What you will do: Extract each line of the material below that contains the string "wall", matching case exactly.
--- start of Records ---
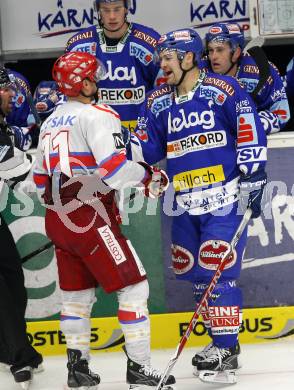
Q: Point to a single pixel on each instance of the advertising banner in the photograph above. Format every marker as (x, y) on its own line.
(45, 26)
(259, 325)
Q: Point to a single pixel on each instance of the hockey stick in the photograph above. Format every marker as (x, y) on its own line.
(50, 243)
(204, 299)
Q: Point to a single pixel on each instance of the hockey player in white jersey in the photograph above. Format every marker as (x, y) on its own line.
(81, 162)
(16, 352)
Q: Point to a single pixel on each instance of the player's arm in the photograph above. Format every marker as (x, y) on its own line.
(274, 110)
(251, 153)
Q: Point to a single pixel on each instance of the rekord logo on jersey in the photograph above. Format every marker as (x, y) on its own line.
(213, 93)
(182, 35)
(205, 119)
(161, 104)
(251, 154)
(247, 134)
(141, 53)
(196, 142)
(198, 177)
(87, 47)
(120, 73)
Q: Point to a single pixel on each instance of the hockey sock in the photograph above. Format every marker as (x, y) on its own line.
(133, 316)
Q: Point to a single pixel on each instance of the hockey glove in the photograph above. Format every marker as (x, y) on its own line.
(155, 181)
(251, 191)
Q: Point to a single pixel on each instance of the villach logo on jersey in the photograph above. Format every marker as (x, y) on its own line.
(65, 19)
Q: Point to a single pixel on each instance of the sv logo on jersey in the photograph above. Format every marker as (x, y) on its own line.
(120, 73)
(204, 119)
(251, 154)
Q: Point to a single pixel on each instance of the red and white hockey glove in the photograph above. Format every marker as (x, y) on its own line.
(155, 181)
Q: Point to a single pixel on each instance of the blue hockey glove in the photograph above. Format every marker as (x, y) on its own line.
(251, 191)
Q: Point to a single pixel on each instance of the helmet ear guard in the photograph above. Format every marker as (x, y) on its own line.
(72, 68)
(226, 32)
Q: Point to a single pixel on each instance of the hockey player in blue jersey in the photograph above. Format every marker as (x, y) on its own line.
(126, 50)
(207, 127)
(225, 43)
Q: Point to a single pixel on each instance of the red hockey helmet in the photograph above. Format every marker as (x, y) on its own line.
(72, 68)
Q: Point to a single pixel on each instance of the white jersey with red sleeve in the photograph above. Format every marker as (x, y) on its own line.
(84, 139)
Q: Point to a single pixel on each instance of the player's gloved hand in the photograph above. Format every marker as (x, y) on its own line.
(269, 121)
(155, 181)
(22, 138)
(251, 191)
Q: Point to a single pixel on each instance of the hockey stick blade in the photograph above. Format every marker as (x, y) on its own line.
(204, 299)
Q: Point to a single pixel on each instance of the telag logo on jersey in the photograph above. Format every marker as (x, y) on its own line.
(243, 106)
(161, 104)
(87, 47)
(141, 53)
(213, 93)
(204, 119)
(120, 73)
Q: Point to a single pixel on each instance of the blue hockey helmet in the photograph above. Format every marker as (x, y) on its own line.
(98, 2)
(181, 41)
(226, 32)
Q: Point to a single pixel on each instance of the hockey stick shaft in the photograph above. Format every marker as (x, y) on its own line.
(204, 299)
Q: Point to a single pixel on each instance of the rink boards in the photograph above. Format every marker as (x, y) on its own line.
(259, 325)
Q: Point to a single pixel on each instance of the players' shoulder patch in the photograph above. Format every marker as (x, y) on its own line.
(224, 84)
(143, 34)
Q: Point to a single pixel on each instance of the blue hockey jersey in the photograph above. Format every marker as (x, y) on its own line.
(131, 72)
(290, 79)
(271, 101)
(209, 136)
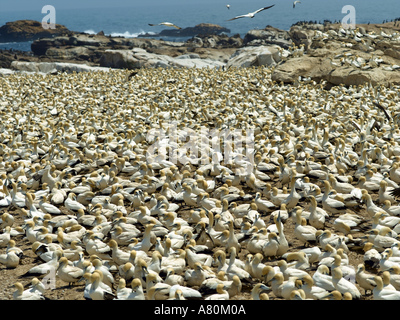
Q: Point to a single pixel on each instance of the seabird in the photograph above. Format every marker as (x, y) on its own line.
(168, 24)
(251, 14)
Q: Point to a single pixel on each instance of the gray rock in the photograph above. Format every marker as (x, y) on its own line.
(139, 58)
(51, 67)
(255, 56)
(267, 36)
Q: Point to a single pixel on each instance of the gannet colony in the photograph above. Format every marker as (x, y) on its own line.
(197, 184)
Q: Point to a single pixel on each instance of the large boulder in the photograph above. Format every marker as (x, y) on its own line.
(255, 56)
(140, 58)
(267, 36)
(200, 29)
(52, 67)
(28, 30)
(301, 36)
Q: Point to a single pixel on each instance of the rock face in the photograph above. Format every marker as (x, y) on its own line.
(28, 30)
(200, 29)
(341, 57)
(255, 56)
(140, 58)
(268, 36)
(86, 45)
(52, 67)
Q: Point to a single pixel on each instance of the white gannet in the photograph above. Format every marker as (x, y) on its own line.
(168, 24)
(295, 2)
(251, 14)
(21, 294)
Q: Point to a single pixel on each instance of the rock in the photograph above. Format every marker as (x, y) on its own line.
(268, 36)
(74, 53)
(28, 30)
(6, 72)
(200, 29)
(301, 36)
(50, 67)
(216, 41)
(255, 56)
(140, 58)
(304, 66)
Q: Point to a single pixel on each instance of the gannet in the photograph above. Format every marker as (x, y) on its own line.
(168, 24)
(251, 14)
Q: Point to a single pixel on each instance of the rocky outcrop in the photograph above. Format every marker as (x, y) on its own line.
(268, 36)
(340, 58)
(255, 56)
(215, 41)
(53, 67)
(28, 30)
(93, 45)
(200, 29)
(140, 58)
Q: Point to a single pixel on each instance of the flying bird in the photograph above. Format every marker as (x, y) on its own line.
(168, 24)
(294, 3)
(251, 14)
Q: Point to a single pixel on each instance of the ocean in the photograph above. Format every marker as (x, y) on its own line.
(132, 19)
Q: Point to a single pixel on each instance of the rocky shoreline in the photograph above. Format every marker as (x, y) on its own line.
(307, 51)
--- end of Records ---
--- start of Records ---
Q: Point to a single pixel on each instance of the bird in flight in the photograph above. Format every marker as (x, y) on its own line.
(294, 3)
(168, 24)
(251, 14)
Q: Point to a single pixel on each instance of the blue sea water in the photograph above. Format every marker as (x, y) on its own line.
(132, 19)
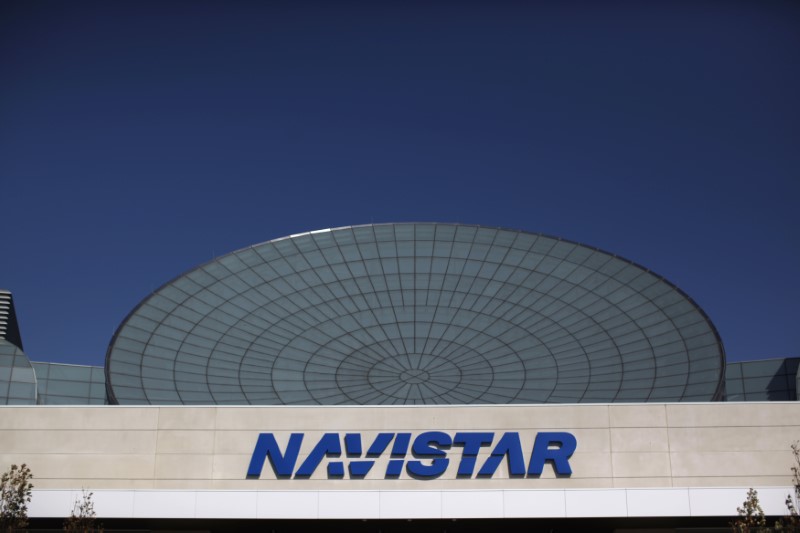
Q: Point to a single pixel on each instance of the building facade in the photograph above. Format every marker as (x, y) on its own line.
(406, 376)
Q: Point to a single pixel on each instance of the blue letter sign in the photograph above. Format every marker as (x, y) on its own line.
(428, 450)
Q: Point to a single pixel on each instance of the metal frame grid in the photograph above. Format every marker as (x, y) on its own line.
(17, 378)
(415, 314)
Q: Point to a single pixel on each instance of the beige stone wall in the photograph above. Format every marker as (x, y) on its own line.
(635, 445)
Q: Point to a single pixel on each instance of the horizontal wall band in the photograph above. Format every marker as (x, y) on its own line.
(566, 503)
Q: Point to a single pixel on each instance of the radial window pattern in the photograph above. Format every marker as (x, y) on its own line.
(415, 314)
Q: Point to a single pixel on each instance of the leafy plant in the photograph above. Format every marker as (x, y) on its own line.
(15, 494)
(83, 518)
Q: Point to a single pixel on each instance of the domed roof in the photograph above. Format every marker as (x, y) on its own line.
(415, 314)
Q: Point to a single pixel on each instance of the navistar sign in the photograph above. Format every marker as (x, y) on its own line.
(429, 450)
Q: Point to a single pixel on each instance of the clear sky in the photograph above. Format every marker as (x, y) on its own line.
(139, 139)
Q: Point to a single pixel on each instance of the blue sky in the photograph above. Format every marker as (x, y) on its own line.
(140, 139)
--- end of Records ---
Answer to the exercise:
Q: Point to a single pixel on each instance of the beige stone wall in the photograph above. Format every marker as (x, y) on its own line.
Q: Point to a single pixel on each instance of the horizontal wall band in the photograph above. Format every marker as (x, y) on its own line.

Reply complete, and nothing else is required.